● REQUIREMENTS:
#1 Write out the part of the Ultra-Shear pen mandrel forum thread starting with "# Ultra-Shear pen" and going on through "to think about.".
#2 Carry the forum thread about the Ultra-Shear pen mandrel forward from its last line.

# Ultra-Shear pen mandrel



## qquake (Apr 2, 2020)

Has anybody seen this? Expensive but intriguing. I think it's interesting that they use a collet on the tailstock side too. I know those who turn between centers won't care, but for those of us who still use a mandrel it might be something to think about.






						Ultra-Shear Pen Mandrel System and Precision Pen Turning Bushings
					

Introducing the Ultra-Shear Pen Mandrel System. Each component is designed and manufactured with one goal…keeping your pen perfectly centered on your lathe.




					cdn.woodpeck.com


----------



## TonyL (Apr 2, 2020)

I watched the video and like their measurement products. If I was not a TBC turner, I would give it a shot. I would start out with their mandrel system and a set of sierra and jr gent bushings.  I do like turning both barrels at the same time. I do see where a more true mandrel and more snug bushings would help. I don't see (just don't understand the geometry) how any system would overcome lathe run out (assuming there was any), I do not know. I will say that if someone invents a mandrel systems that does overcome lathe run out, that could be a game changer (this system doesn't make that claim....it just will not add to existing run out, which is nice..

Bottom line: I am "sucker" for toys/tools/gadgets/dogs/ and my wife's big brown eyes. I would get it. Maybe I will.  Thanks for the post Jim. Good turning and GREAT HEALTH to all.   Whatever higher power you all "worship", may he/she/it/them protect you.


----------



## qquake (Apr 2, 2020)

● DATA PROVIDED:
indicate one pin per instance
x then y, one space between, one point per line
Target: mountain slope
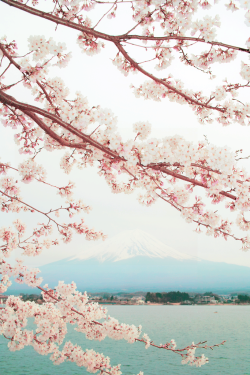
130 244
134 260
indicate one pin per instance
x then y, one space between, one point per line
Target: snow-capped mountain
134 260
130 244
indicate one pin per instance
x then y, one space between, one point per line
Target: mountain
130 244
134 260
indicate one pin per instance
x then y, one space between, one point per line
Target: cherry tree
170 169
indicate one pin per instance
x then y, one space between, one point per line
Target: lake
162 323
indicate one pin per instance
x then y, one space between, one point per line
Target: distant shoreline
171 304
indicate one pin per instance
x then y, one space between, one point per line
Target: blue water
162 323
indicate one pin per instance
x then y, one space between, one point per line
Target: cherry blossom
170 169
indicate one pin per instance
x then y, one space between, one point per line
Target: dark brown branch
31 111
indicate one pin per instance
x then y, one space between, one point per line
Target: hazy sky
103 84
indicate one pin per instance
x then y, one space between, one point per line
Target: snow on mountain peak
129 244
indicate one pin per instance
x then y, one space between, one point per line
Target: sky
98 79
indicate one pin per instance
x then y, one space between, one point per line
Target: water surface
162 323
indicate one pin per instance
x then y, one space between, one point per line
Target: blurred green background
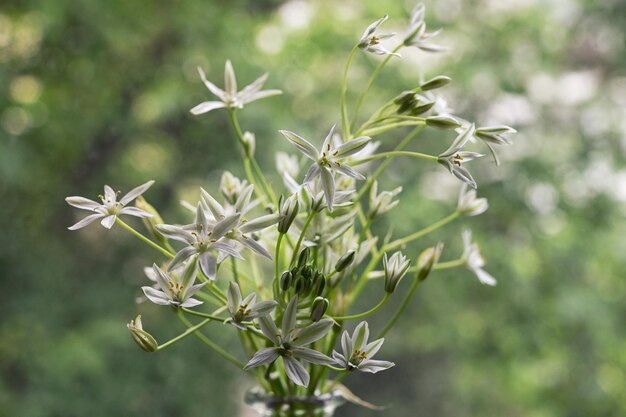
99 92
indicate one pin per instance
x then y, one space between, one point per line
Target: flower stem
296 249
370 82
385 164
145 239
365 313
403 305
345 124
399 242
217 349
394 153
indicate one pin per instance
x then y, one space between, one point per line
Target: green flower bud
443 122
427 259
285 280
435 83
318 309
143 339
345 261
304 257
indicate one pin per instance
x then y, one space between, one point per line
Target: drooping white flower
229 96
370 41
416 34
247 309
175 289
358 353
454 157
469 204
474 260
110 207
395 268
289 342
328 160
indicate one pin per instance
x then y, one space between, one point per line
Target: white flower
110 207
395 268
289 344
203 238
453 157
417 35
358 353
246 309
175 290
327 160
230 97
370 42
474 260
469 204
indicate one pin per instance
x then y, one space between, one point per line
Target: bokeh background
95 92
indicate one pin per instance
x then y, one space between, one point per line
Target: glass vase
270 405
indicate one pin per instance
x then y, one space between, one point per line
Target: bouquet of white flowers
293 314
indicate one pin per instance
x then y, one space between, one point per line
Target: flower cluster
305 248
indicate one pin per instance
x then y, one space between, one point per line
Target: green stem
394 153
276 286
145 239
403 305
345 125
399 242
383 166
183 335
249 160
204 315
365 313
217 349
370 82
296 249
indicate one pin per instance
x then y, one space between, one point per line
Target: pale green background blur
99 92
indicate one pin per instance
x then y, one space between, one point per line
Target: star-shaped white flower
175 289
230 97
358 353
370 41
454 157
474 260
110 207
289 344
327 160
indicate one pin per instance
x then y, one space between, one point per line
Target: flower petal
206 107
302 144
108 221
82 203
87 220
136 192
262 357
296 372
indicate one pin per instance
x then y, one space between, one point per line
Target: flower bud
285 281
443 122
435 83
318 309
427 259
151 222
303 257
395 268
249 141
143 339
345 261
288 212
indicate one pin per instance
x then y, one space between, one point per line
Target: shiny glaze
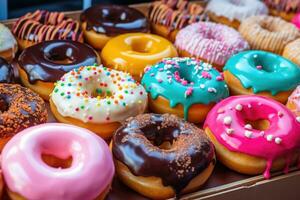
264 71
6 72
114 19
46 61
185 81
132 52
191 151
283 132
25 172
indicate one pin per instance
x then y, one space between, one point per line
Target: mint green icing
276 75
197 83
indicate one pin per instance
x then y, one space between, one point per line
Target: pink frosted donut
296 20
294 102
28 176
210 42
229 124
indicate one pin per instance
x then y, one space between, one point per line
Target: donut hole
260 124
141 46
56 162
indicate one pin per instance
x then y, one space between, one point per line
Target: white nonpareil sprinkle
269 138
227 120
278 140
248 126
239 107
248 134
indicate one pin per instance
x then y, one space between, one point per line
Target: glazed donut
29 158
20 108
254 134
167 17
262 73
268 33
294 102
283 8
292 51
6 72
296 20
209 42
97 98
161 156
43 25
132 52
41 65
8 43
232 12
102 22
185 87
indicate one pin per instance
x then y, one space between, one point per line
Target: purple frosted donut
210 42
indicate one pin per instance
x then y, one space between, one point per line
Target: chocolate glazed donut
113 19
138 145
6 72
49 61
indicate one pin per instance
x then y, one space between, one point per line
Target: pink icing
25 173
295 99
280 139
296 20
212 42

● OUTPUTS BY TASK:
#1
# Ultra-Shear pen mandrel



## qquake (Apr 2, 2020)

Has anybody seen this? Expensive but intriguing. I think it's interesting that they use a collet on the tailstock side too. I know those who turn between centers won't care, but for those of us who still use a mandrel it might be something to think about.

#2
I am a tool whore, and love any new tools. But the $130 price tag is really off putting. Even the $42 Whiteside mandrel is pricey, but I'm still looking at it.









						Whiteside - Pro Pen Mandrel #2 MT
					

Gone are the days of off-centered turnings and the need for spacers for those shorter projects. The Whiteside Pro Pen Mandrel system incorporates similar technology used on today’s most modern CNC machines. This technology allows for a superior hold on the mandrel, while providing quick, easy...




					www.woodcraft.com


----------



## Brotherdale (Apr 2, 2020)

Looks like a very slick setup. They make nice tools for sure. Engraving the part number on the bushings. That alone is a stroke of genius! I’ve spent the last few years labeling small containers to hold them, and have occasionally gotten them mixed up ruining a blank.


----------



## howsitwork (Apr 2, 2020)

I would go with. 2Mt ERCollet set instead. I have two an er32 and an er20 . Just as accurate and somewhat more versatile as you can get a whole range of collets for them.

Seems a lot for a limited system to me. 

I do fancy their tube carbide squaring set though. Once the current unpleasantness is over might have to import one.

Toys for the boys ....


----------



## qquake (Apr 2, 2020)

I do have a collet chuck, and used to use it for turning pens. But it's a little big and unwieldy, and using the spanner wrenches to loosen or tighten it is fiddly.


----------



## qquake (Apr 2, 2020)

howsitwork said:


> I do fancy their tube carbide squaring set though. Once the current unpleasantness is over might have to import one.
> 
> Toys for the boys ....



I have the trimmer and LOVE it! Might be my favorite pen turning tool.


----------



## tjseagrove (Apr 2, 2020)

qquake said:


> I have the trimmer and LOVE it! Might be my favorite pen turning tool.



I have the full set of the trimmer but watch out...it cuts like butter and you can trim into the brass tube and not even now it.

The mandrel looks great but would be nice to see all the bushings included for a reasonable fee.


----------



## qquake (Apr 2, 2020)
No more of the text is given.